- _本文抜粋_
● ● ● ● ●

ニンニクをスライスするとき、決まっていつも思い出すのが、映画「グッドフェローズ」でマフィア達が刑務所内で料理をするシーンだ。

投獄されてもお金の力で自由が効く彼らは、極上の肉やワインを運び込ませてせっせとコース料理をつくったりしているのだが、下ごしらえ担当のポーリー(法廷侮辱罪)がカミソリの刃を使って薄く薄くニンニクをスライスするので、火にかけると油に溶けて消えて無くなる、という描写がある。
ニンニクをみじん切りにする前段階のスライスしているときに思い出しては、次はやってみようと思うのだが、あそこまで薄くは切れない。

それとキッチンと何の関係があるのかというと、ニンニクを刻んだりネギを刻んだりするときに非常に重要なのがキッチンの高さだからだ。

キッチンのワークトップの高さは身長を2で割った数字に5センチ足した数字がベストと言われているそうだが、そういった関係なのか現代のシステムキッチンは大体85センチだ。だいぶ高くなったものだと思う。
実家の団地の台所は(昔の公団のキッチンは台所という表記がふさわしい)、正確に測ったことはないが体感だと70センチくらいだったように思う。

私は小学校6年生から中学校1年生の間の一年で急に背が13センチばかり伸びたものだから、そこでの作業が急にやりづらくなったのを覚えている。
突然視界が変わっても自分の身体感覚は前のままだったので、よくそこらじゅうに手足をぶつけていたが、とりわけ台所が小さくて困った。

● ● ● ● ●

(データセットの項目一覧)
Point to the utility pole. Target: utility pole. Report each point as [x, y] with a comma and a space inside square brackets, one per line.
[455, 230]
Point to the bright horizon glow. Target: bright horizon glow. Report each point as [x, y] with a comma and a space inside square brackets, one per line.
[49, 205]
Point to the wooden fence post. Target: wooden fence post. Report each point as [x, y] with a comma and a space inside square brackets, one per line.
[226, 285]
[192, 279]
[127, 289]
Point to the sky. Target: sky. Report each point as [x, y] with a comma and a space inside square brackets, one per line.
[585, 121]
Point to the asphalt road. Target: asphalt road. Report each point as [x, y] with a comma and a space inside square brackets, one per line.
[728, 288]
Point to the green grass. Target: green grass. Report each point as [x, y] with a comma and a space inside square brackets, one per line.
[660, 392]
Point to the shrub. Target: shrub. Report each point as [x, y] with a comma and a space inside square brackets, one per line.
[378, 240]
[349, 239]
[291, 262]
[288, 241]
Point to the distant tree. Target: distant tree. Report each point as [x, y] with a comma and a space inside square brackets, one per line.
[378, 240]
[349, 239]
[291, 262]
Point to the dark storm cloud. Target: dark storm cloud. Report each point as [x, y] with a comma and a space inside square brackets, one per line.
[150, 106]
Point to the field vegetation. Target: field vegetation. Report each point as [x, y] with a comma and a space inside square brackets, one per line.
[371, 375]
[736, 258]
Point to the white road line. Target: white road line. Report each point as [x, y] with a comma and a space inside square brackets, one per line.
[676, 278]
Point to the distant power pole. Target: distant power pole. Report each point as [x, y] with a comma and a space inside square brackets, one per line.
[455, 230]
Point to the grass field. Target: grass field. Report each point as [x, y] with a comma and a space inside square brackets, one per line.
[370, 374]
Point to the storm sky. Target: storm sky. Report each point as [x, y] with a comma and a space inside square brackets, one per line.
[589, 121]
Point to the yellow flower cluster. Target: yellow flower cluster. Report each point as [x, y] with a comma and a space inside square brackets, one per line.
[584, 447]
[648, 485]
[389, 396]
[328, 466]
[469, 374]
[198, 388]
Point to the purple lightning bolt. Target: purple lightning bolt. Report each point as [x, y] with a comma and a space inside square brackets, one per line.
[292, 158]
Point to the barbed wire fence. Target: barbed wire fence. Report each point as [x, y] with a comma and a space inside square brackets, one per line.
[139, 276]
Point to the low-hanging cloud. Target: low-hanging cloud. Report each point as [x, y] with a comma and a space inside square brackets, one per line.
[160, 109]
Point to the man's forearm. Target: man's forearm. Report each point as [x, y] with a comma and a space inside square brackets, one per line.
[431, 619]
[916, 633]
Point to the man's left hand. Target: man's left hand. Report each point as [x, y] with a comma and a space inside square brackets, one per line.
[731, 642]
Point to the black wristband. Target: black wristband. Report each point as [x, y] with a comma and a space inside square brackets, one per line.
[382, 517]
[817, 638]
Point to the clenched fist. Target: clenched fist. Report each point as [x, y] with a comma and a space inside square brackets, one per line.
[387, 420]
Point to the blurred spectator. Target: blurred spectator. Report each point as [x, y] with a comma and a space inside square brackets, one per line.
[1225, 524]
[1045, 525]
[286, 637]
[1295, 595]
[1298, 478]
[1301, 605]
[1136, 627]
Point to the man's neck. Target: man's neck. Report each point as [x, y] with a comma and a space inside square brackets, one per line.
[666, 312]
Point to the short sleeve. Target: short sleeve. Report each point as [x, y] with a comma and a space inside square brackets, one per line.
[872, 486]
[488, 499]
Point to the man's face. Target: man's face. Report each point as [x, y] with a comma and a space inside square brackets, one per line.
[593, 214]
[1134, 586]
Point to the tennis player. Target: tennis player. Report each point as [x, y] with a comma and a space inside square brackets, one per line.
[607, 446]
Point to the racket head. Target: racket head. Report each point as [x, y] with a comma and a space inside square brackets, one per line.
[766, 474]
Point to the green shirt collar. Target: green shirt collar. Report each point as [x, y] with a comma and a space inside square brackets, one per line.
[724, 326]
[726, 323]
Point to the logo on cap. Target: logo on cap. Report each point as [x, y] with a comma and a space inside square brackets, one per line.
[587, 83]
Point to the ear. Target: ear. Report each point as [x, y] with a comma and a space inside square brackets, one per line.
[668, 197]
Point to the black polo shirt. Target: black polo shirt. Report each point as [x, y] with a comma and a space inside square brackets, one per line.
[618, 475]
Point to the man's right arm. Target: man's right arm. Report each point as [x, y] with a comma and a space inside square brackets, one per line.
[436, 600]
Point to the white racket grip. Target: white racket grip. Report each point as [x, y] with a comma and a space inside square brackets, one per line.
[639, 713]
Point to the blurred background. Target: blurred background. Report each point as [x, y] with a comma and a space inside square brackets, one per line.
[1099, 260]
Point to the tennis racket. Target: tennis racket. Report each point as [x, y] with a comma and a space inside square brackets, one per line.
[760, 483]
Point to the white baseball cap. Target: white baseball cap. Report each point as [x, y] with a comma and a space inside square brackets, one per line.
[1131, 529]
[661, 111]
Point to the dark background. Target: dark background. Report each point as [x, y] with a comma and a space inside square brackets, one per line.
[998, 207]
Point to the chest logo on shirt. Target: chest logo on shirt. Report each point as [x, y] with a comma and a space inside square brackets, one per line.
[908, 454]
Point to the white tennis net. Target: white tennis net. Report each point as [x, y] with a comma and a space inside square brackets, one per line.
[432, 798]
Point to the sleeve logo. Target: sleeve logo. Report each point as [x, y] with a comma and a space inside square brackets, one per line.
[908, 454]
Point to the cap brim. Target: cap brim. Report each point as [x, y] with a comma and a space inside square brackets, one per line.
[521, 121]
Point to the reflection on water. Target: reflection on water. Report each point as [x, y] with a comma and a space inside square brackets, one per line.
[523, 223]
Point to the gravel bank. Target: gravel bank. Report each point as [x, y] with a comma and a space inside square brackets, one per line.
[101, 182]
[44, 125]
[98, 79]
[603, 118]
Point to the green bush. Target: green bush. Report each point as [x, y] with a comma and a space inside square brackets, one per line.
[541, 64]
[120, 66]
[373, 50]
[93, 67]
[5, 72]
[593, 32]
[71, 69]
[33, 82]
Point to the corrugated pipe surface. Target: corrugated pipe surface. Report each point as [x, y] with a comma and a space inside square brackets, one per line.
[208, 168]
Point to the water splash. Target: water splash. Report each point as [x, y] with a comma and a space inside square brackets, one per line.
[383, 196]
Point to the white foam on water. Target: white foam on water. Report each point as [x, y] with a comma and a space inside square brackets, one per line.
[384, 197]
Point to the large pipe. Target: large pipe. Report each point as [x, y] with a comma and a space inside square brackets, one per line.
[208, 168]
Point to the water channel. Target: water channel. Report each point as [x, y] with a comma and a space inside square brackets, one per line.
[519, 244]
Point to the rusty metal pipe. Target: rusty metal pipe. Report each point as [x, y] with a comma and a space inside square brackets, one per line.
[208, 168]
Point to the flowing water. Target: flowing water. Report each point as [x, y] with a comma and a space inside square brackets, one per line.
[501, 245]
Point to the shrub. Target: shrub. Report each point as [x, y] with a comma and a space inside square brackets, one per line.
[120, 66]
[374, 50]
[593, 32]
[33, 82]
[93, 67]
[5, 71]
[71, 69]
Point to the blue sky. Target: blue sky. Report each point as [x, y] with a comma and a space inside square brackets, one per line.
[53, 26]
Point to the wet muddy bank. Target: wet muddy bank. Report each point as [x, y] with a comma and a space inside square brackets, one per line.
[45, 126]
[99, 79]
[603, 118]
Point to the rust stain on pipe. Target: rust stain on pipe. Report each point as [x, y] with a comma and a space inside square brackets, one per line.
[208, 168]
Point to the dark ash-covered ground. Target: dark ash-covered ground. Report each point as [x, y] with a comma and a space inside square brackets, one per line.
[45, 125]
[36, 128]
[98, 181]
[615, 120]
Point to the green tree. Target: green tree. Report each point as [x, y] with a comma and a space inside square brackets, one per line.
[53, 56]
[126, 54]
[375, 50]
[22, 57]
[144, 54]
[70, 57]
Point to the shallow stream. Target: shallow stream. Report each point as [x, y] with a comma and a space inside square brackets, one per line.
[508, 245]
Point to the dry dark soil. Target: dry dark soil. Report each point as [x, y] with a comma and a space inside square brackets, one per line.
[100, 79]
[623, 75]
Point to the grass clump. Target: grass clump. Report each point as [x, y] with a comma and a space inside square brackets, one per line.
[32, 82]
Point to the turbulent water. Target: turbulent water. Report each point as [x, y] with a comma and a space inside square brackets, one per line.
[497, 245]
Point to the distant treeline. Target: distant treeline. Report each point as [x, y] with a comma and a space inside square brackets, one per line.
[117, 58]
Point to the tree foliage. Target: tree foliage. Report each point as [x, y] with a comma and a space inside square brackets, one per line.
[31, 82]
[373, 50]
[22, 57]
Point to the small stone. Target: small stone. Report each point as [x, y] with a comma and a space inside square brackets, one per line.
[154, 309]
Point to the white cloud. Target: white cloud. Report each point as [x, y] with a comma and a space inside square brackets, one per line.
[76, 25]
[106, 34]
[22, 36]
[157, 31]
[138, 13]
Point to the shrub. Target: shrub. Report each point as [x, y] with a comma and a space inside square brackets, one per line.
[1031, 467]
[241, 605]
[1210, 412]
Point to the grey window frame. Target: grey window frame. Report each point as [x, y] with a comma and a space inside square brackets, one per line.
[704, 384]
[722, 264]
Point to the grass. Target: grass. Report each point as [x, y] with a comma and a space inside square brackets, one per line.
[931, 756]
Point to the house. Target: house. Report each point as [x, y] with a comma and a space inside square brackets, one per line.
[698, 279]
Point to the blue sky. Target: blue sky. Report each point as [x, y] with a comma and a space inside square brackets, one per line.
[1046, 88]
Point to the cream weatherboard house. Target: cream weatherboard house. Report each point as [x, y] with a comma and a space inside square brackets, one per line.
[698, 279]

● ● ● ● ●

- _作業内容_
本文抜粋のうち、「投獄されてもお金の力で自由が」で始まり「ンチくらいだったように思う。」に至るまでの部分を、一字一句違えずに書き写すこと。

- _本問の解答_
投獄されてもお金の力で自由が効く彼らは、極上の肉やワインを運び込ませてせっせとコース料理をつくったりしているのだが、下ごしらえ担当のポーリー(法廷侮辱罪)がカミソリの刃を使って薄く薄くニンニクをスライスするので、火にかけると油に溶けて消えて無くなる、という描写がある。
ニンニクをみじん切りにする前段階のスライスしているときに思い出しては、次はやってみようと思うのだが、あそこまで薄くは切れない。

それとキッチンと何の関係があるのかというと、ニンニクを刻んだりネギを刻んだりするときに非常に重要なのがキッチンの高さだからだ。

キッチンのワークトップの高さは身長を2で割った数字に5センチ足した数字がベストと言われているそうだが、そういった関係なのか現代のシステムキッチンは大体85センチだ。だいぶ高くなったものだと思う。
実家の団地の台所は(昔の公団のキッチンは台所という表記がふさわしい)、正確に測ったことはないが体感だと70センチくらいだったように思う。